[Excerpts of labeled region records]
============================================================

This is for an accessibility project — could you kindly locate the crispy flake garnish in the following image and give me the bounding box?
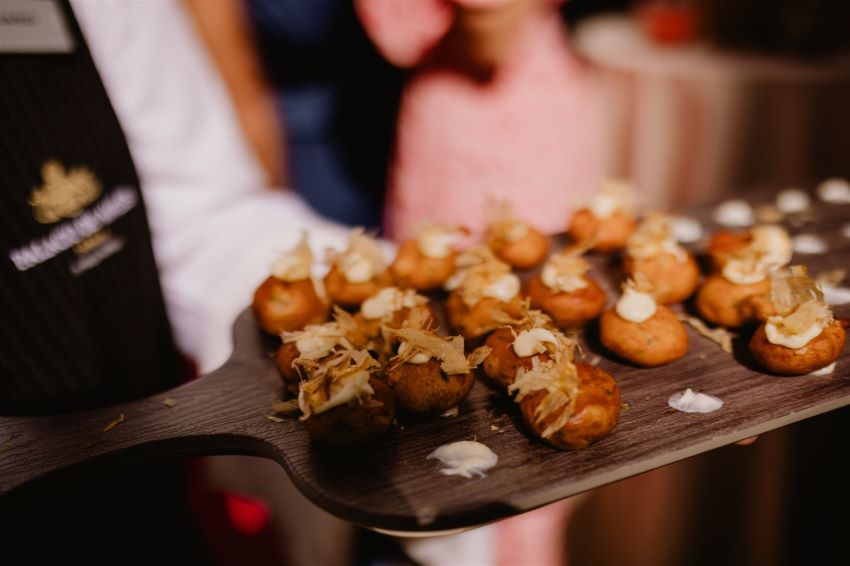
[628,212,687,261]
[458,246,512,306]
[815,267,847,286]
[298,350,380,420]
[272,231,313,281]
[679,315,732,353]
[508,334,579,438]
[327,228,387,282]
[540,247,593,293]
[769,265,832,335]
[384,327,490,375]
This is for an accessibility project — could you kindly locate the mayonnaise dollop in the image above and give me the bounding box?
[416,226,461,259]
[764,316,827,350]
[481,273,520,303]
[513,328,558,358]
[615,287,657,323]
[360,287,427,320]
[540,261,587,293]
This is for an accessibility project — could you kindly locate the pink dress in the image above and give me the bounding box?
[358,0,602,240]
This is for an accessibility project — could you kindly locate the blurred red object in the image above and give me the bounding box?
[637,1,699,45]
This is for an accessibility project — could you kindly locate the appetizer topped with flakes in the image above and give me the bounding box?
[324,228,391,307]
[750,265,846,375]
[482,310,560,389]
[298,349,395,444]
[696,225,793,328]
[599,274,688,367]
[352,287,437,353]
[508,334,620,448]
[385,317,490,413]
[567,179,637,253]
[251,234,328,334]
[525,247,607,329]
[623,212,699,304]
[275,307,357,395]
[487,202,550,269]
[446,246,524,340]
[390,224,466,290]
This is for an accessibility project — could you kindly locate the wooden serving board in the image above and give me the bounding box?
[0,192,850,534]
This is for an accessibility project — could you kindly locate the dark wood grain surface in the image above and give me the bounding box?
[0,190,850,532]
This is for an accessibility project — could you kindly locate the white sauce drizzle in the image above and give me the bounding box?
[428,440,499,479]
[667,387,723,413]
[615,287,657,323]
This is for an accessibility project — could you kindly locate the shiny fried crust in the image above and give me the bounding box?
[490,232,550,269]
[324,265,391,307]
[750,320,846,375]
[707,230,753,271]
[251,277,328,334]
[304,375,395,444]
[519,363,620,448]
[446,291,523,340]
[696,274,771,328]
[482,328,549,389]
[567,208,637,253]
[387,359,475,413]
[275,342,301,395]
[623,253,699,304]
[390,240,457,290]
[525,275,607,329]
[599,305,688,367]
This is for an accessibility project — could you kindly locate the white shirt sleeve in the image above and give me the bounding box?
[72,0,348,372]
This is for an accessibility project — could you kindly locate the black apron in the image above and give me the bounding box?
[0,2,180,414]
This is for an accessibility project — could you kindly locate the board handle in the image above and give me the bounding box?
[0,362,262,501]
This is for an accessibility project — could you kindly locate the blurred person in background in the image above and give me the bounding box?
[356,0,603,239]
[0,1,347,564]
[187,0,401,233]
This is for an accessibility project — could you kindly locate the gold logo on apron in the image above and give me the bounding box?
[27,160,101,224]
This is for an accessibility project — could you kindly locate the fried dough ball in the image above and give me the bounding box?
[482,327,549,389]
[525,275,608,329]
[488,226,551,269]
[303,374,395,444]
[599,305,688,367]
[750,320,846,375]
[696,274,770,328]
[567,208,637,253]
[324,265,392,307]
[706,230,753,271]
[387,359,475,413]
[251,276,328,334]
[446,291,525,340]
[519,363,620,449]
[623,253,699,304]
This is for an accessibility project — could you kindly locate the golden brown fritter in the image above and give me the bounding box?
[599,305,688,367]
[251,276,328,334]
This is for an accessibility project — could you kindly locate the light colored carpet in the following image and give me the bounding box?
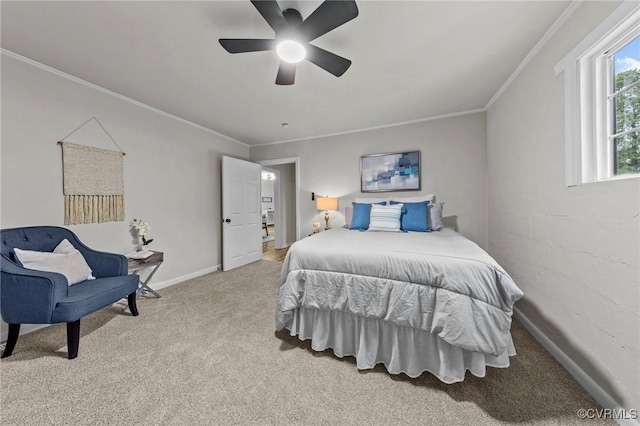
[0,260,613,425]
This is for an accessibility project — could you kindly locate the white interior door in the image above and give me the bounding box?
[222,156,262,271]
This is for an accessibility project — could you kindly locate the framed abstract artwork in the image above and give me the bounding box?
[360,151,420,192]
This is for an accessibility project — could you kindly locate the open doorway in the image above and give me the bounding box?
[261,166,280,243]
[258,157,300,258]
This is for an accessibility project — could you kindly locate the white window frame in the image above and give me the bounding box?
[554,1,640,186]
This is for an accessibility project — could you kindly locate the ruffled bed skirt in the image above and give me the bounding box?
[286,308,516,383]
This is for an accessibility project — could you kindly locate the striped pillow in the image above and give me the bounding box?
[369,204,404,232]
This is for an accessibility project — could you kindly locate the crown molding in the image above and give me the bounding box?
[0,48,251,148]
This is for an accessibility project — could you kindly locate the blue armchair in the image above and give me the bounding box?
[0,226,139,359]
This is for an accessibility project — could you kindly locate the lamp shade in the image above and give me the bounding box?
[316,197,338,210]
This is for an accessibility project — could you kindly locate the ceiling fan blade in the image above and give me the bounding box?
[251,0,287,33]
[218,38,275,53]
[276,61,296,86]
[296,0,358,41]
[306,44,351,77]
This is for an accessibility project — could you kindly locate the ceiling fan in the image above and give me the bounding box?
[219,0,358,85]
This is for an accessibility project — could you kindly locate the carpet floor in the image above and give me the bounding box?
[0,260,615,425]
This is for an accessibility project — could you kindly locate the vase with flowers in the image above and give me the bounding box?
[129,219,153,251]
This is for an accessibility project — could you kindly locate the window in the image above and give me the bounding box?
[555,2,640,186]
[607,37,640,176]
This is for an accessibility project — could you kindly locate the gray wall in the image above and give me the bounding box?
[0,56,249,330]
[251,113,487,247]
[487,2,640,409]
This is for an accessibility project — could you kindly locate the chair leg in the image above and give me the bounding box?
[67,320,80,359]
[127,291,138,317]
[1,324,20,358]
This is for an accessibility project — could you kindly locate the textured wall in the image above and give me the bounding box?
[487,2,640,409]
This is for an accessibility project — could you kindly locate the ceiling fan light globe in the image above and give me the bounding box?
[276,40,307,64]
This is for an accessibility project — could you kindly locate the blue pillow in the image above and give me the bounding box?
[391,200,431,232]
[349,201,387,229]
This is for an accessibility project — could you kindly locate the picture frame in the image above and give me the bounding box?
[360,151,421,192]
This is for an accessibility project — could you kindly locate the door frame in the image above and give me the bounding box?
[256,157,301,246]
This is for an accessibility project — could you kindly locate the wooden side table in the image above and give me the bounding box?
[127,251,164,297]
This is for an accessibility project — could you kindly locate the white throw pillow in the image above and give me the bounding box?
[13,239,94,285]
[427,203,444,231]
[391,194,433,203]
[356,197,391,204]
[369,204,404,232]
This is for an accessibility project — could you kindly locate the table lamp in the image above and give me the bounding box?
[316,197,338,229]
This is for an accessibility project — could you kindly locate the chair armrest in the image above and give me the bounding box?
[0,256,69,324]
[63,235,129,278]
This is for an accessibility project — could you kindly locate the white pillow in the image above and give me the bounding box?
[369,204,404,232]
[391,194,433,203]
[13,239,94,285]
[356,197,391,204]
[427,203,444,231]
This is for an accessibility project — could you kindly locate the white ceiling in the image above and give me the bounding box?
[0,0,569,145]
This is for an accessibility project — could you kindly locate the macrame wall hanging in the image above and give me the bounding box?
[58,117,125,225]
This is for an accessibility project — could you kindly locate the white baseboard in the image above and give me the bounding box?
[0,265,222,342]
[514,308,640,426]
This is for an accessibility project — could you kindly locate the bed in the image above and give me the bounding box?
[276,228,523,383]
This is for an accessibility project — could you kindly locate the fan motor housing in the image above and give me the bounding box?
[282,9,302,25]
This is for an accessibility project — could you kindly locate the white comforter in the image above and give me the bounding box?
[276,228,523,356]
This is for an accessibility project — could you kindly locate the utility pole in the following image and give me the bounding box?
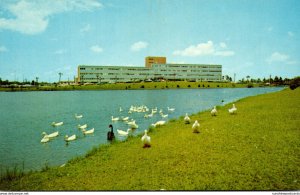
[233,73,236,83]
[35,77,39,86]
[58,72,63,83]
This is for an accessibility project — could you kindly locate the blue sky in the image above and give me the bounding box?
[0,0,300,82]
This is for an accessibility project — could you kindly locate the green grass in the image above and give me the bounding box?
[0,81,258,91]
[0,88,300,191]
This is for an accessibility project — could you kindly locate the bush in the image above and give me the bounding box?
[247,83,253,88]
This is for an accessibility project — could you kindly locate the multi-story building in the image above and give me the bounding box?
[78,57,222,83]
[78,65,153,83]
[152,64,222,81]
[145,56,167,68]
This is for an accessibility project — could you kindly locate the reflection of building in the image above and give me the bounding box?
[78,57,222,83]
[145,56,167,68]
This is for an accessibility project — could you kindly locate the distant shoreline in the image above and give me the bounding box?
[0,81,276,92]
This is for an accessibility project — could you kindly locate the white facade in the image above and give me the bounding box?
[78,64,222,83]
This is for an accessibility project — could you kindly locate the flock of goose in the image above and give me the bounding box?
[41,104,237,148]
[141,104,237,148]
[41,114,95,143]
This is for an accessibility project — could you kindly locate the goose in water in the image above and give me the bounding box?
[183,113,191,124]
[141,130,151,148]
[107,124,115,141]
[65,134,76,142]
[78,124,87,130]
[128,121,139,129]
[210,106,218,116]
[168,107,175,112]
[41,136,50,143]
[192,120,200,133]
[42,131,58,138]
[151,121,166,127]
[82,128,95,135]
[228,104,237,114]
[122,116,129,121]
[75,114,83,119]
[117,129,131,136]
[52,122,64,127]
[111,116,119,121]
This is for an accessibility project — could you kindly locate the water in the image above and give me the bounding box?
[0,88,282,173]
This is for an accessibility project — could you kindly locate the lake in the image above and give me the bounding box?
[0,87,283,173]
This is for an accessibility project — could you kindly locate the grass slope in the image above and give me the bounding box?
[0,88,300,191]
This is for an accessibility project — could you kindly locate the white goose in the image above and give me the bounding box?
[128,121,139,129]
[122,116,129,121]
[117,129,131,136]
[82,128,95,135]
[65,134,76,142]
[210,106,218,116]
[151,121,166,127]
[160,113,169,118]
[192,120,200,133]
[228,104,237,114]
[168,107,175,112]
[52,122,64,127]
[141,130,151,148]
[183,113,191,124]
[77,124,87,130]
[41,136,50,143]
[75,114,83,119]
[111,116,119,121]
[42,131,58,138]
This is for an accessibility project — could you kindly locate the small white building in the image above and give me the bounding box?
[78,64,222,83]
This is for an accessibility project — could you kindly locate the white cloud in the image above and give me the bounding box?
[267,26,273,32]
[173,41,215,56]
[54,49,67,55]
[288,31,294,37]
[0,46,8,52]
[220,42,227,49]
[130,41,148,51]
[0,0,102,35]
[214,50,235,57]
[266,52,290,64]
[173,41,235,57]
[80,24,91,33]
[90,45,103,53]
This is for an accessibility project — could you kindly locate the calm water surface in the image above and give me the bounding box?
[0,88,282,173]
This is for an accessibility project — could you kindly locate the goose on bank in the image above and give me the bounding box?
[210,106,218,116]
[228,104,237,114]
[141,130,151,148]
[183,113,191,124]
[117,129,131,136]
[192,120,200,133]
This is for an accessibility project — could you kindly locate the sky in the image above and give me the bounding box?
[0,0,300,82]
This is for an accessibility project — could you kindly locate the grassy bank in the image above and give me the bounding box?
[0,81,258,91]
[0,88,300,191]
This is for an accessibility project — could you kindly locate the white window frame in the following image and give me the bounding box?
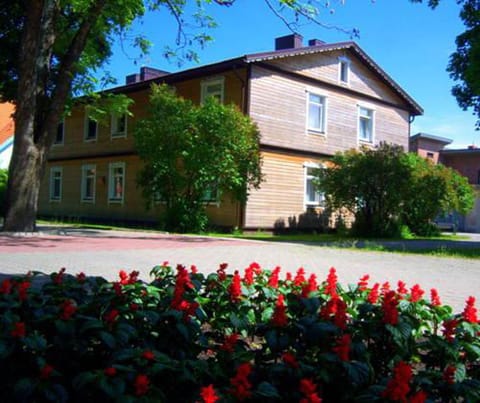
[110,113,128,139]
[83,111,98,142]
[108,162,126,204]
[303,162,325,209]
[53,119,65,146]
[357,103,376,144]
[306,90,328,135]
[200,77,225,104]
[49,167,63,203]
[80,164,97,204]
[338,56,352,85]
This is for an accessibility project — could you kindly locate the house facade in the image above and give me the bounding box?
[39,35,422,229]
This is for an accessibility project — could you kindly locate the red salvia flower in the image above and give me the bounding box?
[462,296,478,323]
[40,364,53,379]
[133,374,150,396]
[10,322,26,338]
[200,385,220,403]
[300,378,322,403]
[382,291,398,326]
[382,361,413,403]
[228,270,242,302]
[443,319,458,343]
[332,334,352,361]
[272,294,288,327]
[410,284,425,302]
[230,362,252,401]
[268,266,280,288]
[430,288,442,306]
[282,352,300,369]
[220,333,239,353]
[103,367,117,376]
[60,299,77,320]
[325,267,338,297]
[357,274,370,291]
[367,283,380,304]
[0,278,12,294]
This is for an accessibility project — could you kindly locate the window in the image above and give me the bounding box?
[108,162,125,203]
[111,113,127,137]
[338,57,350,84]
[83,115,98,141]
[305,164,325,207]
[80,165,96,203]
[50,167,63,201]
[307,92,327,133]
[53,121,65,145]
[201,77,225,103]
[358,106,375,143]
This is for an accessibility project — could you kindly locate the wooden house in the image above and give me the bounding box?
[39,35,422,229]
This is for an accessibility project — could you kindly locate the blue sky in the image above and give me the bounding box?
[108,0,480,148]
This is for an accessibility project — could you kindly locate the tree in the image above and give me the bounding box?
[318,143,475,237]
[135,85,262,232]
[410,0,480,129]
[0,0,356,231]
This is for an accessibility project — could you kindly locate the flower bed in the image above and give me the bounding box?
[0,263,480,403]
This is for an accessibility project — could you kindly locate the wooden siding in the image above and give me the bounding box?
[249,67,409,155]
[39,156,239,227]
[245,152,324,228]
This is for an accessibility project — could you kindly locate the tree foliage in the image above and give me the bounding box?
[135,85,262,232]
[318,143,475,236]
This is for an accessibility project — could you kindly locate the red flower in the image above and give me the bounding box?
[142,350,155,361]
[60,299,77,320]
[430,288,442,306]
[200,385,220,403]
[133,374,150,396]
[410,284,425,302]
[332,334,352,361]
[40,364,53,379]
[382,291,398,326]
[220,333,238,353]
[103,309,120,324]
[0,278,12,294]
[382,361,413,403]
[230,362,252,401]
[10,322,26,338]
[103,367,117,376]
[357,274,370,291]
[325,267,338,297]
[300,378,322,403]
[228,270,242,302]
[302,274,318,298]
[282,352,299,369]
[367,283,380,304]
[462,296,478,323]
[271,294,288,327]
[443,319,458,343]
[268,266,280,288]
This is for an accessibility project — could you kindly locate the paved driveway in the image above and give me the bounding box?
[0,228,480,311]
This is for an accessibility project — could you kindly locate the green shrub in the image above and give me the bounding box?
[0,263,480,402]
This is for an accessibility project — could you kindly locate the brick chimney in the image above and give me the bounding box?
[275,34,303,50]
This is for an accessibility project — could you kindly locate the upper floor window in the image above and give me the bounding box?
[50,167,63,201]
[358,106,375,143]
[200,77,225,103]
[307,92,327,133]
[110,113,127,137]
[53,120,65,145]
[81,165,96,203]
[338,57,350,84]
[83,114,98,141]
[304,163,325,207]
[108,162,125,203]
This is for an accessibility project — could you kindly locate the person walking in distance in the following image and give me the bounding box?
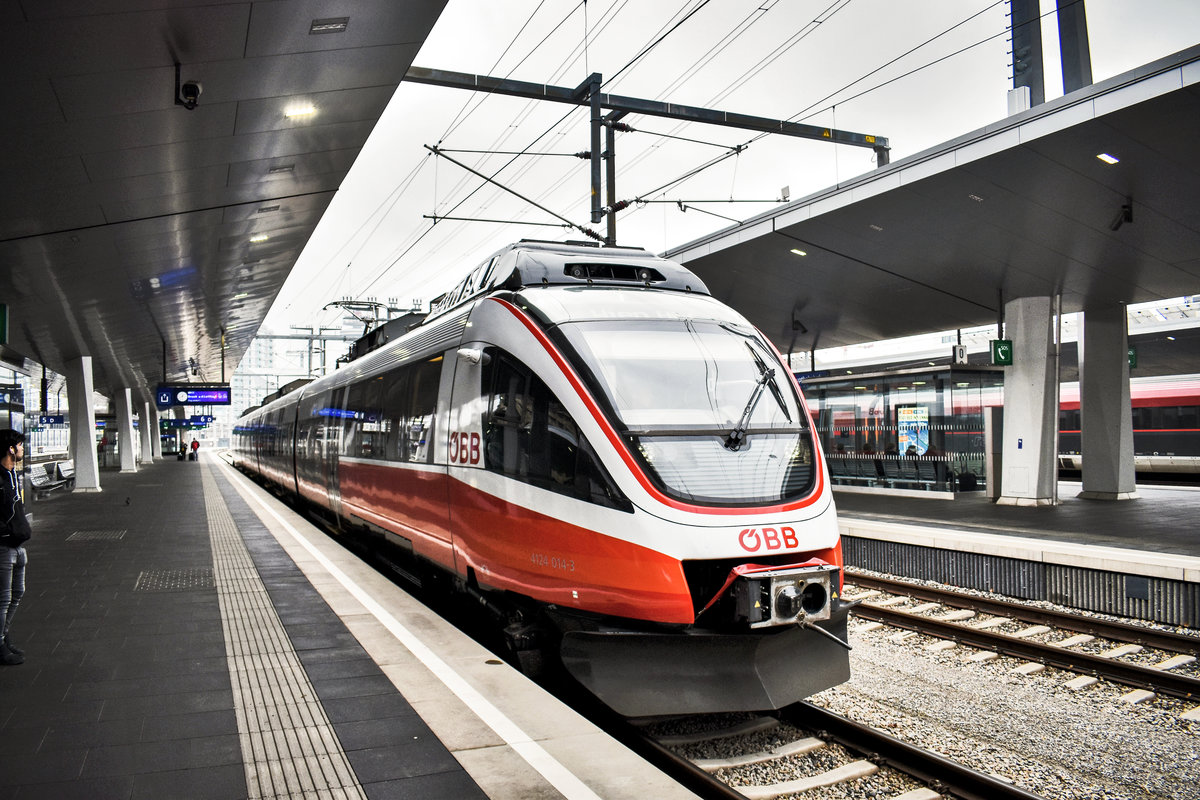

============================================================

**Written instruction**
Rewrite the records starting with the line that contains "locate the bush" and going on through the line that contains "[41,114,95,143]", swapping "flock of goose" for "flock of geese" and leaving everything else as it is.

**Answer to this problem**
This is for an accessibility project — could you kindly locate the bush in the image above and give me the bounding box?
[247,83,253,88]
This is for an accessibility project — could you kindly locate the multi-story building in the image above and give me the bounding box?
[78,57,222,83]
[78,65,153,83]
[152,64,222,81]
[145,56,167,68]
This is for an accessibility project — could you kindly locate the reflection of building in the image above and give me the bounding box?
[78,57,222,83]
[145,56,167,68]
This is for an accessibility project — could you kindly locate the distant shoreline in the image above and give me the bounding box?
[0,81,276,92]
This is for an accessibility project — could you kindly locate the white facade in the image above and give me the bounding box?
[78,64,222,83]
This is for an accessibility project — could you kindly locate the flock of geese in the image above and give me the bounding box?
[41,104,237,148]
[141,104,237,148]
[41,114,95,143]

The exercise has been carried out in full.